__Records supplied__
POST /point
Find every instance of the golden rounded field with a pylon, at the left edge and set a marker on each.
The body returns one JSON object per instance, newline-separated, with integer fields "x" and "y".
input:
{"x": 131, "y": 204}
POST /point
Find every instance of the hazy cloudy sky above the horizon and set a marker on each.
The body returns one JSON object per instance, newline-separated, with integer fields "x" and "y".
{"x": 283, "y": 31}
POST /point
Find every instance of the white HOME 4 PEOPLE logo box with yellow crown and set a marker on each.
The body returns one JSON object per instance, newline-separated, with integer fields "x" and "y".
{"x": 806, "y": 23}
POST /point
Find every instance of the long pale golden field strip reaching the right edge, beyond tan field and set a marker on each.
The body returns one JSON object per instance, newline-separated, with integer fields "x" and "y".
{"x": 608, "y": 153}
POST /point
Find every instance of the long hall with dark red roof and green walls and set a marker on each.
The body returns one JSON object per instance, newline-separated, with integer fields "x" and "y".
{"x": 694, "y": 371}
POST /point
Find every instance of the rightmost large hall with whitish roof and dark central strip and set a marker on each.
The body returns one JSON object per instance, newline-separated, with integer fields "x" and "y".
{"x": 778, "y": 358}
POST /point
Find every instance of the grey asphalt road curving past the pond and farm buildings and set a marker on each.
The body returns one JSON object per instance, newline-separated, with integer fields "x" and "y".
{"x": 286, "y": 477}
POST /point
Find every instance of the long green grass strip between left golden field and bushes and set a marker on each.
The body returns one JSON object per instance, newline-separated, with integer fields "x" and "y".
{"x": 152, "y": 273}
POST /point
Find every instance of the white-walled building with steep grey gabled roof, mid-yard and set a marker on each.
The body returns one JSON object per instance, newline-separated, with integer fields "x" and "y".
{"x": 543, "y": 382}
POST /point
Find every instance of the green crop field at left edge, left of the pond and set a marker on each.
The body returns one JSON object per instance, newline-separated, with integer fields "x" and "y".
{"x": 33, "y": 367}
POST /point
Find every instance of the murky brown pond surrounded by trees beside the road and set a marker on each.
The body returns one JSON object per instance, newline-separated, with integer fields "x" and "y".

__Exercise objective__
Lines of the material may hold the string "road". Copy each one that does.

__Answer to this problem__
Find every instance of the grey asphalt road curving past the pond and farm buildings and set a marker on each.
Find every instance of the murky brown pond surrounded by trees beside the road and set a marker on each.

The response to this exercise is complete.